The final and most significant mill modification was the addition of a variable-frequency drive to power a new exhauster fan motor while retaining the original motor to drive the mill itself. The pulverizer upgrade also included the addition of new bowls for the dynamic classifier and new vane wheels. Before the upgrade, the pulverizers were limited in airflow capability. This resulted in a very narrow range of coal feed during which the exhauster inlet damper was modulated.

Full open damper position was reached at a coal flow equating to mid-boiler load, and the air/fuel ratio decreased as coal flow increased due to the lack of exhauster fan capacity. The mill upgrades provided increased mill capacity as well as sufficient exhauster fan capacity to control air/fuel ratio at the optimum value throughout the entire coal feed range. Mill fuel delivery response time was reduced, eliminating the need for the previous variable mill modeling techniques.

MW Ramp Rate Improvement Project

Plant management desired improvement of MW ramp rate for each steam unit because physical changes to the equipment had caused a degradation of MW ramping performance. Market conditions also converged to increase the economic benefits of more rapid load dispatch. Due to these factors, a ramp rate improvement project was commissioned to apply economical control changes for Unit 2. The primary technology employed for this project was Invensys Connoisseur model predictive control, an advanced process control solution.

Ramp Rate Limitations Prior to Control Modifications

Figure 1 presents 10 hours of load ramp data compiled during December 2008 prior to the control and optimizer modifications of the ramp rate project. An operator increased the ramp rate limiter from 3 to 5 MW/min. This trend presents the load, waterwall trim controller measurement, setpoint and output, firing master output and feedwater demand, north and south superheat temperature and setpoint, four desuperheat spray valve demands, and the spray differential pressure (dP) controller demand.

1. Ramp rate limitations. Steam temperatures during dispatch at 5 MW/min are shown (green arrow) prior to the installation of control modifications. While the north superheat temperature was controlled close to the setpoint, the south superheat temperature frequently dipped to low values (green arrow). Load ramping (red arrow) caused large variations in waterwall outlet temperature (orange arrow) that approached the high and low temperature alarm limits. The white vertical time line indicates a south superheat temperature of 962F. Courtesy: GenOn Energy

Load ramping caused large variations in waterwall outlet temperature that approached the high and low temperature alarm limits. Although the north superheat temperature was controlled close to setpoint, the south superheat temperature frequently dipped to low values. The white vertical time line indicates a south superheat temperature of 962F. This low temperature persisted for a substantial period, resulting in a heat rate performance penalty. Due to these types of control challenges, the unit ramp rate was typically limited to 3 MW/minute by the operations team.

Main Steam Temperature Override Protection

The south superheat temperature exhibited an occasional dip during unit ramping. The dip was caused by an override controller limiting high output of the waterwall outlet temperature controller and thereby temporarily limiting the upward fuel bias to the unit and causing a drop in the low side superheat temperature.

In this case, the override controller responds to the highest of the four desuperheater inlet temperatures and reduces the waterwall outlet temperature controller output if the desuperheater inlet temperature exceeds the override setpoint.

::::::::::

» THE TASKS:
1. Transcribe the stretch from "Main Steam Temperature" through "side superheat temperature." in the power plant excerpt.
2. According to the power plant excerpt, what caused the south superheat temperature to dip during unit ramping? Answer in one to three sentences.
3. In the power plant excerpt, what was the primary technology used for the ramp rate improvement project?

» DATASET ROWS:
::::::::::

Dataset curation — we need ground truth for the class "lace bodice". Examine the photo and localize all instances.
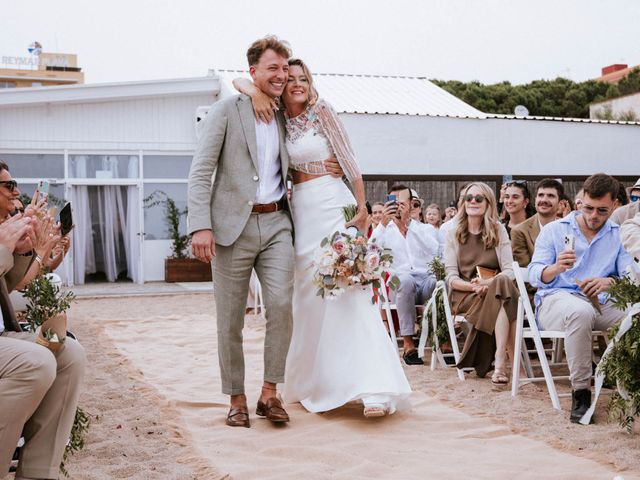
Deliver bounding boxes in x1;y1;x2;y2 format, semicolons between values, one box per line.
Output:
286;100;361;182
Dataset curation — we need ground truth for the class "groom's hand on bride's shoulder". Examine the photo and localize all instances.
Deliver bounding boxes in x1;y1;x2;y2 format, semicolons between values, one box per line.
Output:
324;157;344;178
191;230;216;263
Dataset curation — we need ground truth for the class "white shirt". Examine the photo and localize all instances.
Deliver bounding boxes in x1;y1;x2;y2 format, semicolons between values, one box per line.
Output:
371;220;438;275
438;217;458;258
254;118;286;203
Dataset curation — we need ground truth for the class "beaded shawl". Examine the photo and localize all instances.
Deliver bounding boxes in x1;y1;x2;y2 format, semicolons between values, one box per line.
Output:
286;99;362;182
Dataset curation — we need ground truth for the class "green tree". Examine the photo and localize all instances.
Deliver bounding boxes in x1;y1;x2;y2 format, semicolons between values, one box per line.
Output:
432;76;640;118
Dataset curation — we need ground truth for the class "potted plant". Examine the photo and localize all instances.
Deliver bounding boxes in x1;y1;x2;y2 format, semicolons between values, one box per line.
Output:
144;190;211;282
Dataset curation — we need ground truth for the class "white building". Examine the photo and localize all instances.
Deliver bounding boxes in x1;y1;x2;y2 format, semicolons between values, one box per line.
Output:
0;71;640;283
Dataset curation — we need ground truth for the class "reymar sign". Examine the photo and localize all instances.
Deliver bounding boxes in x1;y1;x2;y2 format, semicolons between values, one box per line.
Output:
0;53;71;68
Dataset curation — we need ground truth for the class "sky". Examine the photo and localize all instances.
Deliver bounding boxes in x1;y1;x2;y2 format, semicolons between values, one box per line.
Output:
0;0;640;83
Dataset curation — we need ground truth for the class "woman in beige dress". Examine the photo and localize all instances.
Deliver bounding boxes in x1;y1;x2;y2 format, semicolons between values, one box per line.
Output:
444;182;518;385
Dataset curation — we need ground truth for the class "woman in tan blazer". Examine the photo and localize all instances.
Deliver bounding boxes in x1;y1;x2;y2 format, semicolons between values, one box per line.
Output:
444;182;518;384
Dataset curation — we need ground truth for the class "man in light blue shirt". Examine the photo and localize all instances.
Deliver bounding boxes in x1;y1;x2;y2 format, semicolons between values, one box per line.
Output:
529;173;632;423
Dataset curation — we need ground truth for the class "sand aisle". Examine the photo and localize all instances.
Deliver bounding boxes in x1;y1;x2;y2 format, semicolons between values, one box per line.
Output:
101;298;633;480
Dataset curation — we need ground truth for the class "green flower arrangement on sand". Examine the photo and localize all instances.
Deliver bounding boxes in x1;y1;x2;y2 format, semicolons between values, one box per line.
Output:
598;272;640;433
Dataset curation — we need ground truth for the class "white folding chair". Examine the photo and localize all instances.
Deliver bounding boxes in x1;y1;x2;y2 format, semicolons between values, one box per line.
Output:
249;270;264;315
418;280;465;381
511;262;607;410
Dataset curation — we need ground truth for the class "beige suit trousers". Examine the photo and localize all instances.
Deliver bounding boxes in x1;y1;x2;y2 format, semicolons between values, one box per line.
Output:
213;210;294;395
0;331;86;478
538;291;626;390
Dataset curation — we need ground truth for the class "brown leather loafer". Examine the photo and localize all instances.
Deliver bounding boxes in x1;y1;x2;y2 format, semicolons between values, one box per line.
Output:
226;405;251;428
256;397;289;423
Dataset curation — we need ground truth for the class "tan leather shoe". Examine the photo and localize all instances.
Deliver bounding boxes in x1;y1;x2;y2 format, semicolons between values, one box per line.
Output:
256;397;289;423
226;405;251;428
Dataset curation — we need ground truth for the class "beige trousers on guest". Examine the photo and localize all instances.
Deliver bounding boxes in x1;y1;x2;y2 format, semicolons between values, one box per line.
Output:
213;210;295;395
0;332;86;478
538;291;626;390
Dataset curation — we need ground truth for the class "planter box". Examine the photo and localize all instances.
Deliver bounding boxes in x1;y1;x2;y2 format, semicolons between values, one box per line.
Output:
164;258;211;282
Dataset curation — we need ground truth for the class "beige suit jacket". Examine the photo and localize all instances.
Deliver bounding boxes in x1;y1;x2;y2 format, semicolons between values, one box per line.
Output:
444;223;516;288
511;213;540;267
0;245;32;332
187;95;289;246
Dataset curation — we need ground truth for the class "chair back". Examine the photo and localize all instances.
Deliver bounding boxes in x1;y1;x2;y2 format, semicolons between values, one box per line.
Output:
513;261;538;332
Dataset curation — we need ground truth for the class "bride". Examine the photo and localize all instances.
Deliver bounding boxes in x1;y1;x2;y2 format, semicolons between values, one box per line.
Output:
234;59;411;417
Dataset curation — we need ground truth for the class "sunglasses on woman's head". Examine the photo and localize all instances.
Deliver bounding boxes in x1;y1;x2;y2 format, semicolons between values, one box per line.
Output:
464;195;485;203
0;180;18;192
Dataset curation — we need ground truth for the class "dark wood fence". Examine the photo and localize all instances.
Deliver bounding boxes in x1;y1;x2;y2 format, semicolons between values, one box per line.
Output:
364;171;640;209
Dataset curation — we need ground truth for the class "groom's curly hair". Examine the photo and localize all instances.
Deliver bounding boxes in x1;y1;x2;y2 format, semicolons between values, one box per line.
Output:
247;35;291;67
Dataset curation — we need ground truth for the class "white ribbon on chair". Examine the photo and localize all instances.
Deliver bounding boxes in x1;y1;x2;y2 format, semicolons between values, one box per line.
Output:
580;303;640;425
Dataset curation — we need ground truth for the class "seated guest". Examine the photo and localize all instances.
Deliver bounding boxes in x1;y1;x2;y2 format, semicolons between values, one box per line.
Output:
438;183;467;257
511;178;564;267
409;195;425;223
573;189;584;210
0;162;85;479
556;192;576;218
424;203;442;230
620;213;640;264
503;180;535;235
443;202;458;223
371;185;438;365
611;178;640;225
444;182;518;385
529;173;631;423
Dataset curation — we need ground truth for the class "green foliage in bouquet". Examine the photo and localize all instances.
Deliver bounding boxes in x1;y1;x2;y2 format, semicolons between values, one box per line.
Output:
24;275;75;332
600;277;640;433
342;203;358;223
424;257;450;348
24;275;90;477
144;190;191;259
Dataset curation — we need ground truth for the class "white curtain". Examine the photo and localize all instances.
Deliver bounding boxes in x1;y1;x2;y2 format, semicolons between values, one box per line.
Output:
71;155;96;285
72;155;142;285
124;156;142;283
98;155;126;282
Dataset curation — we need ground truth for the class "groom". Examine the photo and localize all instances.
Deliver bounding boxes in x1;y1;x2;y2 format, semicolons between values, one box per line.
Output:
188;36;294;428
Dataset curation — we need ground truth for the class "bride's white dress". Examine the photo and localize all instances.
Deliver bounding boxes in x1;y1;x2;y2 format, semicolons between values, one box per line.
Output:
283;100;411;413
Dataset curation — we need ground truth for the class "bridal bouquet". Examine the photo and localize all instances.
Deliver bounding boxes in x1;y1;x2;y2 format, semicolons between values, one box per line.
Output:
311;232;399;303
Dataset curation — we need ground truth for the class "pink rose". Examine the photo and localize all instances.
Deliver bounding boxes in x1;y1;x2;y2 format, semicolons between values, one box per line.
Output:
332;239;347;255
364;253;380;270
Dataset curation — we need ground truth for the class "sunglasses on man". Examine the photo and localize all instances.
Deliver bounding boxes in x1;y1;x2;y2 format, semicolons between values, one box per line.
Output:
0;180;18;192
580;203;611;217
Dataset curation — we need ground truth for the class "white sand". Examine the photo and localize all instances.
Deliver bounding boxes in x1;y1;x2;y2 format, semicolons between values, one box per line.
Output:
56;295;640;480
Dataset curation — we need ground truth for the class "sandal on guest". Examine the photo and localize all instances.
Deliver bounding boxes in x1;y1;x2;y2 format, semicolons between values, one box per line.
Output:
364;403;389;418
491;370;509;385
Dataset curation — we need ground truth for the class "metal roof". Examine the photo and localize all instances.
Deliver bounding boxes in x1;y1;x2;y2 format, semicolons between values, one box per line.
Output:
215;70;486;118
486;113;640;125
0;76;220;107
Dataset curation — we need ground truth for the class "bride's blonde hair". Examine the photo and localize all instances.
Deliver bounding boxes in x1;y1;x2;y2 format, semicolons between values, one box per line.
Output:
456;182;500;249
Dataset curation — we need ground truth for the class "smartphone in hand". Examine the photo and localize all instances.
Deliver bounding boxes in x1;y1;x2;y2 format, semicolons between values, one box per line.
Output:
38;180;49;199
60;202;73;236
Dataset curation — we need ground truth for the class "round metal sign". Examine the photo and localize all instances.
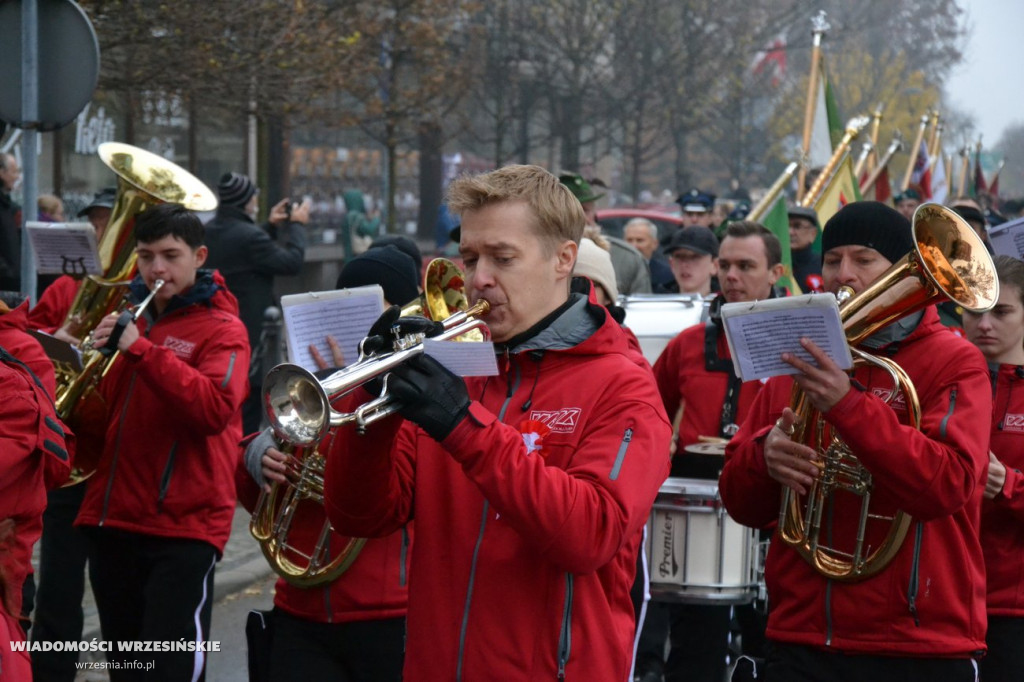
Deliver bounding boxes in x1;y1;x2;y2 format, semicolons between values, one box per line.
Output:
0;0;99;131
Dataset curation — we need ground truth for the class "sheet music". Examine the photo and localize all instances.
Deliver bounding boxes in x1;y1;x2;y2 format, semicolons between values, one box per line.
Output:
722;294;853;381
988;218;1024;259
281;285;384;372
423;339;498;377
25;220;103;276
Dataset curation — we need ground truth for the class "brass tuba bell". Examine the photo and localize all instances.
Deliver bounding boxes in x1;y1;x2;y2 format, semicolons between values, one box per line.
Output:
53;142;217;485
778;204;999;582
249;258;487;587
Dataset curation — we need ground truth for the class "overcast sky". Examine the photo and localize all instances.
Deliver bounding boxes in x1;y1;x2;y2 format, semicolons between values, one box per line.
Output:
946;0;1024;148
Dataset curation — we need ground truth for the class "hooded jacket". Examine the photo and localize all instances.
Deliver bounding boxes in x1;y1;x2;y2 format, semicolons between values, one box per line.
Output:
981;365;1024;617
27;274;82;334
0;301;56;399
205;205;306;348
719;306;992;658
76;270;249;552
326;294;670;682
0;348;71;614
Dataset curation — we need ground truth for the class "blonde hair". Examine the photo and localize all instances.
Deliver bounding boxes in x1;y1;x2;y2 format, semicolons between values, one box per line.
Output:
447;166;587;254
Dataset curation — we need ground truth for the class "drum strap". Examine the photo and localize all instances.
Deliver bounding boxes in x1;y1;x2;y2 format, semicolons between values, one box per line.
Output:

::::::::::

» ANSWER LIST:
1.
Main Steam Temperature Override Protection

The south superheat temperature exhibited an occasional dip during unit ramping. The dip was caused by an override controller limiting high output of the waterwall outlet temperature controller and thereby temporarily limiting the upward fuel bias to the unit and causing a drop in the low side superheat temperature.

2. An override controller limited the high output of the waterwall outlet temperature controller. This temporarily limited the upward fuel bias to the unit, and the low-side superheat temperature dropped.

3. Invensys Connoisseur model predictive control, an advanced process control solution.